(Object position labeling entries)
********************
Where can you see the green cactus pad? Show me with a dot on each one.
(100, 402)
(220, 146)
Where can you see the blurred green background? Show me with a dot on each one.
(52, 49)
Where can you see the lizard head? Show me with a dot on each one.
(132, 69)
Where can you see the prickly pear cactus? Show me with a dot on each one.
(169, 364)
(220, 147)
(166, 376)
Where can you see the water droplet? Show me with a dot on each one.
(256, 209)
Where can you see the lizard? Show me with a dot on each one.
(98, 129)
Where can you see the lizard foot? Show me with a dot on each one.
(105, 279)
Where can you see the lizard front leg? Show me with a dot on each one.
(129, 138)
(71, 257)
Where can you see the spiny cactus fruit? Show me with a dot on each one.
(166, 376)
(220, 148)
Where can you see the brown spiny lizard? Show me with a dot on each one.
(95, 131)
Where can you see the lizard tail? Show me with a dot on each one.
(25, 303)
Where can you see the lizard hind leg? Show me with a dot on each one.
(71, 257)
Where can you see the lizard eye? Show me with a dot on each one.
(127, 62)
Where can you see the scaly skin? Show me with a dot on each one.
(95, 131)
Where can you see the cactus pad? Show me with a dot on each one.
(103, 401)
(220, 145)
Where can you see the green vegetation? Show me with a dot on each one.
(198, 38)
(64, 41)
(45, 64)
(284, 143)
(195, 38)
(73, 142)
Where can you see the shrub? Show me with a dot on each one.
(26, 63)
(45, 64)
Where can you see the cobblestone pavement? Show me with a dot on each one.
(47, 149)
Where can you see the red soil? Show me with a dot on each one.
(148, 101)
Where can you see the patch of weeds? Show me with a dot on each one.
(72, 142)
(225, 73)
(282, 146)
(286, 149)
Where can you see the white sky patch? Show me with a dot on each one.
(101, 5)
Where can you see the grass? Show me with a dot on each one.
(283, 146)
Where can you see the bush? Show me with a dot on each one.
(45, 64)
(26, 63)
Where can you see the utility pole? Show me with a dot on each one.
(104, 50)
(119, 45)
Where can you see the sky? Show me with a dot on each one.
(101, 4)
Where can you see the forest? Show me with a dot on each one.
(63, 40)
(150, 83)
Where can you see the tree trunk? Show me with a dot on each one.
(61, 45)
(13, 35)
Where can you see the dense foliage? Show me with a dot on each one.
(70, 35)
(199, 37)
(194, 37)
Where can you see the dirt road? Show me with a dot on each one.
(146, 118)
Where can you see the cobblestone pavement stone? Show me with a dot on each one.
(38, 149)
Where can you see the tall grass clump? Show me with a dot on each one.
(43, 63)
********************
=== Task requirements ===
Reproduce every entry above word for word, keeping each coordinate point under its line.

=== Completed exercise ===
Where can you see the green cactus pad? Show me with a dot on each one.
(100, 402)
(220, 146)
Where can you see the blurred green background? Show me with a dot on each one.
(52, 49)
Where can you see the lizard head? Show me with a dot on each one.
(132, 69)
Where can you see the prickly pear cactus? Show me with a dot on each one.
(169, 364)
(220, 147)
(166, 376)
Where can you see the water droplet? Show me with a dot on each one.
(256, 209)
Where can you see the lizard? Show me with a dot on each one.
(98, 129)
Where can you see the lizard foot? Show me with a dot on each one.
(105, 279)
Where can you see the lizard front leg? Show me with a dot on each one.
(129, 138)
(71, 257)
Where can you see the spiny cactus fruit? Show me with a dot on each one.
(166, 376)
(220, 148)
Where can you see the brown spiny lizard? Show me with a dot on each one.
(95, 131)
Where can you see the lizard tail? Show me with a dot on each one.
(25, 303)
Where can you see the lizard hind leg? Show me with a dot on each one.
(71, 257)
Where can you see the lizard eye? Show me with a dot on each one.
(127, 62)
Where can you see the scaly skin? Show me with a dot on each one.
(95, 131)
Where can you see the cactus pad? Show me with a dot on each one.
(103, 401)
(220, 145)
Where can you see the green vegetation? Show me with a dot on each one.
(198, 38)
(64, 41)
(45, 64)
(284, 143)
(195, 38)
(73, 142)
Where can you see the shrub? Show me with a dot on each one.
(26, 63)
(45, 64)
Where can you see the cobblestone pavement? Show me with a dot on each one.
(47, 149)
Where can you see the red soil? Show me with a dot on each one.
(148, 101)
Where can you see the patch of weeds? Show me with a dot on each one.
(72, 142)
(225, 73)
(282, 146)
(286, 149)
Where can you see the white sky patch? Show me with a dot on each one.
(101, 5)
Where can you see the grass? Show me with a dot on each one.
(283, 146)
Where can you see the bush? Show me with a dot on each one.
(45, 64)
(26, 63)
Where can you see the utility pole? Show me with a dot on each one.
(104, 50)
(119, 45)
Where can you see the sky? Show me with a dot on each one.
(101, 4)
Where can you see the forest? Show me with a dot on each one.
(63, 40)
(150, 83)
Where can you see the tree trunk? Show me with a dot on each one.
(61, 45)
(13, 35)
Where can you see the dense foliage? Show me with a dot on each one.
(70, 35)
(199, 37)
(194, 37)
Where can you see the dirt road? Show me with a dot on each one.
(146, 118)
Where can you see the cobblestone pavement stone? Show me with a dot on each one.
(38, 149)
Where can you see the tall grass clump? Show me with a dot on each one.
(43, 63)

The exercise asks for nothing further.